*Photo object pointing records*.
— begin —

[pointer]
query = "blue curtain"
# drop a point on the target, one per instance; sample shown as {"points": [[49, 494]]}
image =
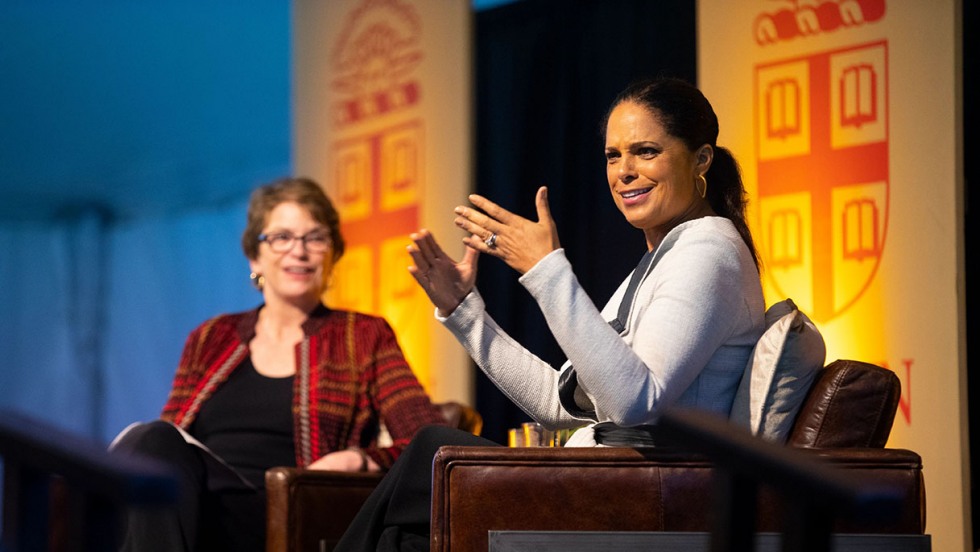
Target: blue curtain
{"points": [[96, 311]]}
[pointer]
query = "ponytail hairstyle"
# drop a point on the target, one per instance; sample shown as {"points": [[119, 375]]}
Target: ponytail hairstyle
{"points": [[686, 114]]}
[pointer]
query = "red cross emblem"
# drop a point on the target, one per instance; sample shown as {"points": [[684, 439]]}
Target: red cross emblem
{"points": [[822, 150]]}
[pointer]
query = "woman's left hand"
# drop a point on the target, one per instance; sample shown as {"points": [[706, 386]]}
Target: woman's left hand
{"points": [[344, 460], [519, 242]]}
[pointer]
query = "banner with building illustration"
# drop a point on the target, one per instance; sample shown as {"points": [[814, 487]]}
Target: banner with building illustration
{"points": [[843, 115], [382, 112]]}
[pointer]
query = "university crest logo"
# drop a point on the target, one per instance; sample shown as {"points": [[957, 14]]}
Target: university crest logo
{"points": [[822, 150]]}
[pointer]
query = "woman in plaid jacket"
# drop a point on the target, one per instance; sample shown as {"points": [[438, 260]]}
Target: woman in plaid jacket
{"points": [[292, 382]]}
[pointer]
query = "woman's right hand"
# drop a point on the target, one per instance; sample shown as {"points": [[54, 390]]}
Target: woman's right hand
{"points": [[445, 281]]}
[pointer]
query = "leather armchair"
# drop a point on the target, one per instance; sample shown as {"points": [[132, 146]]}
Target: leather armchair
{"points": [[845, 420], [311, 509]]}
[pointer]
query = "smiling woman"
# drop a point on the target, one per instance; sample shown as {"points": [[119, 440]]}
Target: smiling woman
{"points": [[291, 383], [678, 332]]}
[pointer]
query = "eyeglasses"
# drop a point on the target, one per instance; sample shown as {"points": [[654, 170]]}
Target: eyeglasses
{"points": [[316, 241]]}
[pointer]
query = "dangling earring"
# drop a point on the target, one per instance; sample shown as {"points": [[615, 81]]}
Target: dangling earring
{"points": [[258, 281], [703, 191]]}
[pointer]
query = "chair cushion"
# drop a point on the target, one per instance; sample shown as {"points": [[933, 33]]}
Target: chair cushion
{"points": [[781, 369], [852, 404]]}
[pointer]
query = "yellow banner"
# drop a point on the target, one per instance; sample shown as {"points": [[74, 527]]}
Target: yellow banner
{"points": [[382, 111], [843, 116]]}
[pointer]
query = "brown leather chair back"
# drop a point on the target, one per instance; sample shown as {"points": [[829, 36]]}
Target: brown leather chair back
{"points": [[850, 404]]}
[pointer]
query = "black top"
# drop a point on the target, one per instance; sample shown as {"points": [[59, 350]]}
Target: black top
{"points": [[248, 422]]}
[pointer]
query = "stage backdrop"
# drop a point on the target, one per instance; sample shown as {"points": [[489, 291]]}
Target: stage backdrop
{"points": [[844, 116], [382, 119]]}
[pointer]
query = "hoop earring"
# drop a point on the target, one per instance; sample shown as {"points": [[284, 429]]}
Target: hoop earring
{"points": [[258, 281], [702, 191]]}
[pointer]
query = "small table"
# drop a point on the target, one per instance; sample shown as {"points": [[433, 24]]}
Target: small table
{"points": [[639, 541]]}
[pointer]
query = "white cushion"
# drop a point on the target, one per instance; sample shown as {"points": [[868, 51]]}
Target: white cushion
{"points": [[782, 366]]}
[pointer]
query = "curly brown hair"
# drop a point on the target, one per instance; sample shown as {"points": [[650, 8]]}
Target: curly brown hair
{"points": [[305, 192]]}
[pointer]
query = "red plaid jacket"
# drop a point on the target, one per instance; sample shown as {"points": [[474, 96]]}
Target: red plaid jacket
{"points": [[350, 376]]}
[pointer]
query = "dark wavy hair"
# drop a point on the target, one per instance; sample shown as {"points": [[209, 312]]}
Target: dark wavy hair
{"points": [[687, 115], [305, 192]]}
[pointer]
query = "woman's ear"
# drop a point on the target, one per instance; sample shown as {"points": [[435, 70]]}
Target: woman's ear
{"points": [[705, 155]]}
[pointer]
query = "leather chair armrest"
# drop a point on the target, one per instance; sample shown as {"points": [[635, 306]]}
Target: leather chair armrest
{"points": [[478, 489], [307, 507]]}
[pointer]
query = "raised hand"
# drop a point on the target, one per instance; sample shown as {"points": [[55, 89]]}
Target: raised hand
{"points": [[445, 281], [517, 241]]}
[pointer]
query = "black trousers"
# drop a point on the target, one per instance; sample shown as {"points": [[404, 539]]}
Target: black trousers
{"points": [[206, 517], [396, 516]]}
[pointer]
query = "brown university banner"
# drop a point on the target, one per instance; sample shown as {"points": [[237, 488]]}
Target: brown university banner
{"points": [[382, 112], [846, 118]]}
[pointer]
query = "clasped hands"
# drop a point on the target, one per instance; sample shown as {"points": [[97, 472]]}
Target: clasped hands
{"points": [[493, 230]]}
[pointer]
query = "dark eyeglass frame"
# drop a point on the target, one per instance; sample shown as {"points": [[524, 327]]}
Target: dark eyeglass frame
{"points": [[314, 241]]}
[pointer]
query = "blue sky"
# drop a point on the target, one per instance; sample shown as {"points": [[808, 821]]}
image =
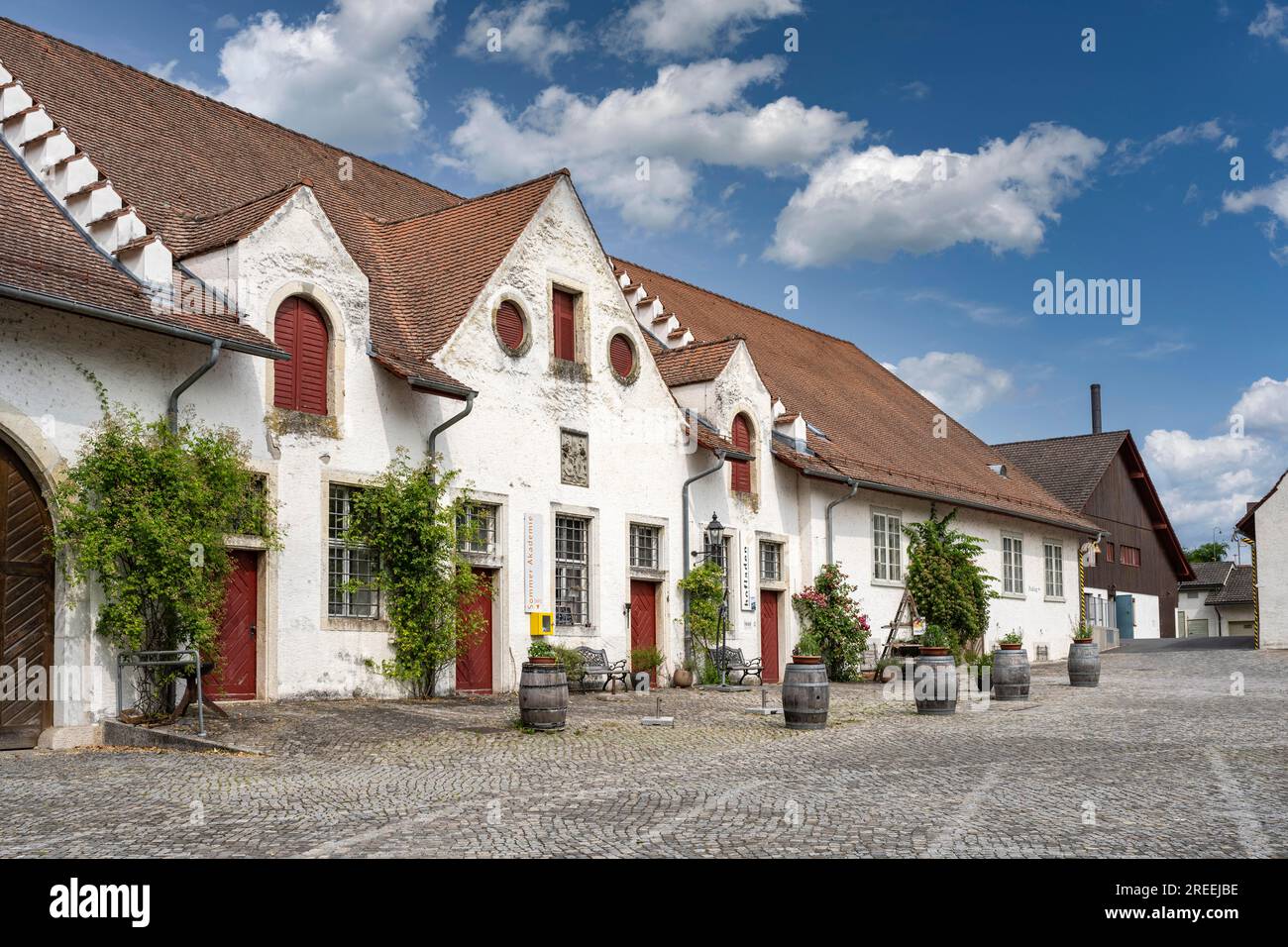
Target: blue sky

— end —

*REQUIRED TASK*.
Every line of the material is to be quoted exactly, with no pictures carried over.

*SOLUTION FOR THIS TASK*.
[pointer]
query = "blue curtain"
# drop a point on the target, one per instance; sample shown as {"points": [[49, 494]]}
image =
Target: blue curtain
{"points": [[96, 311]]}
[pointer]
query = "ponytail hairstyle"
# drop a point on the target, one per instance; sample shown as {"points": [[119, 375]]}
Target: ponytail hairstyle
{"points": [[686, 114]]}
[pointer]
query = "red cross emblem"
# drop a point on the target, one per instance; sample shown as {"points": [[684, 439]]}
Target: red cross emblem
{"points": [[822, 150]]}
[pointer]
query = "woman's left hand"
# drop a point on the target, one per instance; sample shown as {"points": [[706, 386]]}
Target: woman's left hand
{"points": [[344, 460], [519, 242]]}
[pointer]
query = "banner with building illustration"
# drop a point on the target, one per instance; sample shown as {"points": [[814, 487]]}
Target: banner with building illustration
{"points": [[843, 115], [382, 112]]}
[pointer]
query = "university crest logo"
# drop a point on the target, one per instance; sample shown as {"points": [[957, 14]]}
Target: university crest logo
{"points": [[822, 150]]}
[pointer]
query = "woman in plaid jacket"
# drop a point on the target, one per instance; sample shown as {"points": [[438, 260]]}
Target: woman in plaid jacket
{"points": [[292, 382]]}
[pointer]
query = "woman's right hand"
# drop a point on the target, one per instance; sample shown as {"points": [[54, 390]]}
Target: woman's right hand
{"points": [[445, 281]]}
[pointer]
query = "leather armchair"
# drop a point on the target, one per instance; sample shown as {"points": [[132, 146]]}
Target: leather armchair
{"points": [[845, 420], [311, 509]]}
[pointer]
query = "smiling woman"
# drop a point on the target, one per instance; sample shown as {"points": [[119, 440]]}
Target: smiling woman
{"points": [[291, 383], [678, 332]]}
[pointer]
query = "eyeglasses"
# drop a point on the target, one per instance; sample shown as {"points": [[654, 170]]}
Target: eyeglasses
{"points": [[316, 241]]}
[pointer]
query = "dangling earring"
# drop a point on the target, one per instance; sample shown as {"points": [[615, 81]]}
Target: dangling earring
{"points": [[258, 281], [703, 191]]}
[pointer]
query = "chair cushion"
# drop a point on the target, one per instance; sample shown as {"points": [[933, 33]]}
Target: chair cushion
{"points": [[781, 369], [852, 404]]}
[pointer]
query = "yellow banner"
# drop a point on the target, one per instance; sample shown as {"points": [[74, 527]]}
Target: yellow banner
{"points": [[382, 111], [843, 116]]}
[pointer]
query = "brown leather chair back"
# drop a point on the target, one per instance; sample shown as {"points": [[829, 36]]}
Target: brown leather chair back
{"points": [[850, 404]]}
[pointer]
query = "black top"
# drop a point on the target, one per instance; sample shown as {"points": [[59, 350]]}
Target: black top
{"points": [[248, 422]]}
[pointer]
query = "stage backdrop"
# drop a point on the target, one per instance; sample shown as {"points": [[489, 291]]}
Target: stage backdrop
{"points": [[844, 116], [382, 119]]}
[pointer]
query = "hoop earring"
# drop a point on the target, one per instance; sample shown as {"points": [[284, 429]]}
Target: hoop earring
{"points": [[258, 281], [702, 191]]}
[pointer]
query = "small table"
# drop a point on the target, one per instance; sample shown as {"points": [[433, 24]]}
Target: small table
{"points": [[639, 541]]}
[pointer]
query = "white cushion"
# drop a point on the target, one per instance; sample shown as {"points": [[868, 51]]}
Target: white cushion
{"points": [[782, 366]]}
[pointer]
query = "curly brown hair"
# drop a point on the target, one per instance; sample shown as {"points": [[650, 8]]}
Target: curly brown hair
{"points": [[305, 192]]}
[pointer]
query = "red plaid jacket"
# drop a point on the target, one per instance; sample shown as {"points": [[474, 96]]}
Target: red plaid jacket
{"points": [[350, 376]]}
[pointer]
query = "dark wavy hair"
# drop a point on the target, one per instance; sample shown as {"points": [[209, 312]]}
Target: dark wavy hair
{"points": [[687, 115], [305, 192]]}
[pointer]
query = "woman's ear"
# drop a point on the target, one per instance; sample shown as {"points": [[435, 70]]}
Target: woman's ear
{"points": [[705, 155]]}
[pointer]
query = "leather chair armrest"
# drop a point on the target, one per instance; sample shown as {"points": [[635, 306]]}
Target: leather chair armrest
{"points": [[478, 489], [307, 507]]}
[pointer]
query = "raised hand"
# drop a point on the target, one per instance; sample shown as {"points": [[55, 89]]}
Target: raised hand
{"points": [[445, 281], [517, 241]]}
[pointer]
query = "black trousers"
# drop a point on the target, one per instance; sample shown as {"points": [[404, 539]]}
Target: black trousers
{"points": [[206, 517], [396, 516]]}
[pointer]
query = "brown university banner"
# drop a point on the target, one per instance; sample shown as {"points": [[237, 488]]}
Target: brown university banner
{"points": [[382, 112], [846, 118]]}
[pointer]
query = "clasped hands"
# drop a point on the target, one per instance; sample shown as {"points": [[97, 472]]}
Target: clasped hands
{"points": [[493, 230]]}
[pointer]
query = "dark eyeglass frame"
# drop a point on the target, one per instance; sample shown as {"points": [[524, 327]]}
Target: dark eyeglass frame
{"points": [[314, 241]]}
[pointer]
query = "blue sky"
# drop a point on the target, one per instance; sample shown as {"points": [[808, 821]]}
image =
Target: blue sky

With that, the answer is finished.